══ Given data ══

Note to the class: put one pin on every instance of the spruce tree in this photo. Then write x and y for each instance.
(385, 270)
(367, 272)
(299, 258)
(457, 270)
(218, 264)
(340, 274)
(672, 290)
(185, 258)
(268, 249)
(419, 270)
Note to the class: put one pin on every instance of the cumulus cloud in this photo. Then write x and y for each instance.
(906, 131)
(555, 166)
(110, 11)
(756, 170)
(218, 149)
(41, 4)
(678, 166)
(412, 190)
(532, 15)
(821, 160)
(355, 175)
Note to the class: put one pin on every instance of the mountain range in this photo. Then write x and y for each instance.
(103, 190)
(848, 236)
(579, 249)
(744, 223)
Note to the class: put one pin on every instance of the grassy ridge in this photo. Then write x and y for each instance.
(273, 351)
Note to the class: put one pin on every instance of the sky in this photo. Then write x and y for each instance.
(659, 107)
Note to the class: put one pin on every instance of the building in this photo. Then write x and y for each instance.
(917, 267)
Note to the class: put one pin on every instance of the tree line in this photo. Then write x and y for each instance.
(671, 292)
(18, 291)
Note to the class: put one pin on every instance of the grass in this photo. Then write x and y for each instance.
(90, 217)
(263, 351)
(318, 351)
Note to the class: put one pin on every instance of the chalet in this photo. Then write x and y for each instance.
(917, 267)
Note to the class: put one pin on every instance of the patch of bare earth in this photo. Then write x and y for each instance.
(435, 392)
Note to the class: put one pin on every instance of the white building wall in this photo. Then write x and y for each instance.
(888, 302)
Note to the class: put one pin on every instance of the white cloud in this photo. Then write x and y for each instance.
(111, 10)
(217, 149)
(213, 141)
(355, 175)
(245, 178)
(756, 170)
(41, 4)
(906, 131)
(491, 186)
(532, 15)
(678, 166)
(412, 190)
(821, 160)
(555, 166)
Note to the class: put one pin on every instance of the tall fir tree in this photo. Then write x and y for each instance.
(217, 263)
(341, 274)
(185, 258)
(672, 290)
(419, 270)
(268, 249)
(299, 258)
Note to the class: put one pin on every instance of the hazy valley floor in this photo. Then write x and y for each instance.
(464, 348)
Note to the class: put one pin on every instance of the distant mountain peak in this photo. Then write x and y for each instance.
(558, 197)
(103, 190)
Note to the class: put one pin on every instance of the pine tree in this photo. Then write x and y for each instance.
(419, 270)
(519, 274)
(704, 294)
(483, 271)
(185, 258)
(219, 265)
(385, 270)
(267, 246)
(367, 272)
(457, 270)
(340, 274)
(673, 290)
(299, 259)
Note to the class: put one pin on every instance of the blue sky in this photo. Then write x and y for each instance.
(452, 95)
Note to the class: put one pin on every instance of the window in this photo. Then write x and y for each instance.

═══

*What you need to do*
Print the whole listing exactly as it is.

*Response area*
Note to the class: put one pin on every instance of the spruce tree in this photo. Then write x and y for each instance.
(385, 270)
(367, 272)
(299, 258)
(457, 270)
(218, 264)
(340, 274)
(672, 290)
(185, 258)
(268, 249)
(419, 270)
Note to the class: put one pin on every instance of the cumulus cloud in this photo. Then write x and y for each instance.
(906, 131)
(555, 166)
(110, 11)
(756, 170)
(218, 149)
(41, 4)
(678, 166)
(412, 190)
(532, 15)
(821, 160)
(355, 175)
Note to the class: put one pin on every instance of the mountain range in this photo. Then write x and y for each instance.
(103, 190)
(848, 236)
(579, 249)
(744, 223)
Note to the class: put one pin on every instance of the grassy ridge in this photo. Then write x and y for each instance.
(273, 351)
Note to the class: put one pin on every instance of the sky in this photo. Then write x and y for each instance.
(659, 107)
Note to the class: put one pin on every instance of the building in this photo. Then write x and y for each instance.
(917, 267)
Note to the class: put one pin on every instance of the tree line in this photo. Then write x and y for each instance.
(671, 292)
(18, 291)
Note to the class: put one pin on every instance of the grass in this photo. Then write x and y for each instance.
(90, 217)
(263, 351)
(318, 351)
Note to the class: put one pin on every instance of the chalet in this photo. Then write x and y for each instance.
(917, 267)
Note to the class: put one pin on every instance of the patch of bare earth in this photo. Then write x and y for each instance.
(435, 392)
Note to the class: put one pin on every instance of the white building wall in this photo. Then write x and y for each instance.
(888, 302)
Note to the class: put one pin on every instance of the white cloud in this photo. Then write x and y for each instance.
(111, 10)
(217, 149)
(213, 141)
(355, 175)
(245, 178)
(756, 170)
(41, 4)
(906, 131)
(491, 186)
(532, 15)
(678, 166)
(412, 190)
(821, 160)
(555, 166)
Note to the class: put one pin on every instance of the tall fir tree in this photo. Then write x and y for each instance.
(217, 263)
(341, 274)
(185, 258)
(672, 290)
(419, 270)
(268, 249)
(299, 258)
Note to the class: put one pin on every instance of the hazy valley floor in this photo. Then write x and y for each instance.
(464, 348)
Note to the class: put one pin on every instance of the distant mountain peak in this photo. Then write x and y for each instance.
(558, 197)
(103, 190)
Note to the class: put one pin on every instance of the pine tree in this photo. Then write x and y for each instance.
(419, 270)
(519, 274)
(704, 294)
(483, 271)
(185, 258)
(219, 265)
(385, 270)
(267, 246)
(367, 272)
(457, 270)
(340, 274)
(673, 290)
(299, 259)
Note to the class: put one pin on every instance of the blue sky in this photo. Then write x and y for each instance.
(452, 95)
Note to the class: put one pin on every instance of the window in this photo. Then write x and y for each instance.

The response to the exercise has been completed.